Selected extract:

· · · ·

Design, synthesis and utility of novel benzophenone-containing calcitonin analogs for photoaffinity labeling the calcitonin receptor.

Calcitonin (CT) is a 32-amino-acid calciotropic peptide hormone which acts on target cells via a G protein-coupled seven-transmembrane receptor (CTR). In this study, we report the design, synthesis and characterization of four potent bioactive and photoreactive CT analogs, each of which contains a single benzophenone moiety inserted at different and discrete locations within the CT molecule. Replacement of all Lys residues in salmon CT (sCT) with Arg, followed by replacement of hydrophobic residues with a Lys(epsilon-p-benzoylbenzoyl) residue [Lys(epsilon-pBz2)] was found to preserve high biological activity. We substituted Val8, Leu16 and Leu19 by Lys(epsilon-pBz2), and acylated the N-terminus by a pBz2 moiety, thus distributing the photoaffinity moiety in the different analogs across a large portion of the CT sequence. With both transfected and endogenous CTRs from several species, all four benzophenone-containing analogs were shown to be virtually indistinguishable from the parent sCT analog in both receptor binding properties and stimulation of cAMP accumulation. Upon photolysis, in the presence of CTR, the radioiodinated photoreactive CT analog ([Arg11,18,Lys19(epsilon-pBz2)]sCT (K19)) covalently labels a membrane component of approximately 70 kDa. Receptor cross-linking is inhibited specifically in the presence of excess sCT. We also examined the interaction of these CT analogs with a hemagglutinin (HA) epitope-tagged CTR. The HA-CTR displayed CT binding and CT-dependent cAMP stimulation identical with native CTR. Both K19 and another bioactive analog (-Arg11,18, Lys8(epsilon-pBz2)]sCT (K8)) specifically photoaffinity cross-link to the HA-CTR. These benzophenone-containing CT analogs should facilitate studies of hormone-receptor interactions and allow the direct identification of a CT binding domain(s) within the receptor by the analysis of photochemically cross-linked conjugates.

· · · ·

Dataset extract:
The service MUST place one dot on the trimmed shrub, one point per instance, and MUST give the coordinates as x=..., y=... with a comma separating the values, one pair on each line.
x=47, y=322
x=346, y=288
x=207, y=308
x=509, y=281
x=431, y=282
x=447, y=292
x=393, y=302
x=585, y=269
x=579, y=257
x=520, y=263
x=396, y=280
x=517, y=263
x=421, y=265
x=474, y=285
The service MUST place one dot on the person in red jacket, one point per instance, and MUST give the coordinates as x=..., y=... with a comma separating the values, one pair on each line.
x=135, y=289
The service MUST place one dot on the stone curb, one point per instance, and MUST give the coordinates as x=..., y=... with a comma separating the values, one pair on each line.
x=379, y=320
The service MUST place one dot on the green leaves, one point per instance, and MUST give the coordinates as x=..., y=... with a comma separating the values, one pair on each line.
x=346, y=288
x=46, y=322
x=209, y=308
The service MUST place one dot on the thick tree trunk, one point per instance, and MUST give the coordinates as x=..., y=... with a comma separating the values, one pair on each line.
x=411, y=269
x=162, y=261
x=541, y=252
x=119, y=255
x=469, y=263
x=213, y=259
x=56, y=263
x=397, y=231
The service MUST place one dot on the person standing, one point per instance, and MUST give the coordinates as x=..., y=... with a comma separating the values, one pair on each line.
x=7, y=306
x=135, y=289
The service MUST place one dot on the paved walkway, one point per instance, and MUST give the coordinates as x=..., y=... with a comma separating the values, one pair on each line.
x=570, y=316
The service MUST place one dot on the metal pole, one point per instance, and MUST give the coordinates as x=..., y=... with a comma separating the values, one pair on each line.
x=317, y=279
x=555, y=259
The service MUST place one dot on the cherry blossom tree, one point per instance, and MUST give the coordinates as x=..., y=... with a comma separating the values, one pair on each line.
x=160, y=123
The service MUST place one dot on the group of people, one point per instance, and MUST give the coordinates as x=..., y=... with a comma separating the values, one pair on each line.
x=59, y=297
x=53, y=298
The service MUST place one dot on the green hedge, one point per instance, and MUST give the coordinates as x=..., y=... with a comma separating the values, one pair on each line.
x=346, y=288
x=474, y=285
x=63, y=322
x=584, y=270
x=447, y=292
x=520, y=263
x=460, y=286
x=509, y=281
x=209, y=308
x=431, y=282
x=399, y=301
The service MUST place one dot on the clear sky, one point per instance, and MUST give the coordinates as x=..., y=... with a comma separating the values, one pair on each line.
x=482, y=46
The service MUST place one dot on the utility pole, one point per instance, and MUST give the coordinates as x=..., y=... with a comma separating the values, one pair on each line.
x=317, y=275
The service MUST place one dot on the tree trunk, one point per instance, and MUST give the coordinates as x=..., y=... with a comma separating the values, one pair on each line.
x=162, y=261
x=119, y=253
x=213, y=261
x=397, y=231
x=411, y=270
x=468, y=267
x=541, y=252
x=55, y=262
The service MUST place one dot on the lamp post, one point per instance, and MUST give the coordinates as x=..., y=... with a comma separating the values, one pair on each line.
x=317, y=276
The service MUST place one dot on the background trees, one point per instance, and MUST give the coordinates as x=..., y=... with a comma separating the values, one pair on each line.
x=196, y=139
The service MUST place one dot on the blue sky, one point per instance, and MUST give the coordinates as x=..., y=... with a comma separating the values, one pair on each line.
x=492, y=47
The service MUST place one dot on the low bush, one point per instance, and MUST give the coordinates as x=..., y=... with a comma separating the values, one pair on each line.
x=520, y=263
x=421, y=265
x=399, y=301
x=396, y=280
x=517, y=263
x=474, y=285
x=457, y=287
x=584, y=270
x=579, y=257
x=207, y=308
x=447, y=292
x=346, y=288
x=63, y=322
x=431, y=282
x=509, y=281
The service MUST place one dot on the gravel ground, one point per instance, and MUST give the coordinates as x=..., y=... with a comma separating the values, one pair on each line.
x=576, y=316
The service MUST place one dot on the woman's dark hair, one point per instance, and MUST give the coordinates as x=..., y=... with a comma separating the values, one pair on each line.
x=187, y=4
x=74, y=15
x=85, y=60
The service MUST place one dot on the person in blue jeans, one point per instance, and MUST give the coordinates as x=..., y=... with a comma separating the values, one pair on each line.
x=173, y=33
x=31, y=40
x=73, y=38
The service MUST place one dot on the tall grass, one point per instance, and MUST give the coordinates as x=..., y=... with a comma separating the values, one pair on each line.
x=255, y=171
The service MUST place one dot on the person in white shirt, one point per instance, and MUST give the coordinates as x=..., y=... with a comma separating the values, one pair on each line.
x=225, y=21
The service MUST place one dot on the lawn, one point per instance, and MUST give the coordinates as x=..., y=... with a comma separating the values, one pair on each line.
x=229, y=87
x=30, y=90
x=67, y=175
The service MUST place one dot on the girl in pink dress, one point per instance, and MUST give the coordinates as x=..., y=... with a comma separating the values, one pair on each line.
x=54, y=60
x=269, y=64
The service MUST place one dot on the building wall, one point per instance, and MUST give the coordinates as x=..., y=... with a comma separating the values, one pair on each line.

· · · ·

Task instructions:
Retype the abstract above on photoreactive calcitonin analogs in full, with every word and character unchanged.

Output below:
Design, synthesis and utility of novel benzophenone-containing calcitonin analogs for photoaffinity labeling the calcitonin receptor.

Calcitonin (CT) is a 32-amino-acid calciotropic peptide hormone which acts on target cells via a G protein-coupled seven-transmembrane receptor (CTR). In this study, we report the design, synthesis and characterization of four potent bioactive and photoreactive CT analogs, each of which contains a single benzophenone moiety inserted at different and discrete locations within the CT molecule. Replacement of all Lys residues in salmon CT (sCT) with Arg, followed by replacement of hydrophobic residues with a Lys(epsilon-p-benzoylbenzoyl) residue [Lys(epsilon-pBz2)] was found to preserve high biological activity. We substituted Val8, Leu16 and Leu19 by Lys(epsilon-pBz2), and acylated the N-terminus by a pBz2 moiety, thus distributing the photoaffinity moiety in the different analogs across a large portion of the CT sequence. With both transfected and endogenous CTRs from several species, all four benzophenone-containing analogs were shown to be virtually indistinguishable from the parent sCT analog in both receptor binding properties and stimulation of cAMP accumulation. Upon photolysis, in the presence of CTR, the radioiodinated photoreactive CT analog ([Arg11,18,Lys19(epsilon-pBz2)]sCT (K19)) covalently labels a membrane component of approximately 70 kDa. Receptor cross-linking is inhibited specifically in the presence of excess sCT. We also examined the interaction of these CT analogs with a hemagglutinin (HA) epitope-tagged CTR. The HA-CTR displayed CT binding and CT-dependent cAMP stimulation identical with native CTR. Both K19 and another bioactive analog (-Arg11,18, Lys8(epsilon-pBz2)]sCT (K8)) specifically photoaffinity cross-link to the HA-CTR. These benzophenone-containing CT analogs should facilitate studies of hormone-receptor interactions and allow the direct identification of a CT binding domain(s) within the receptor by the analysis of photochemically cross-linked conjugates.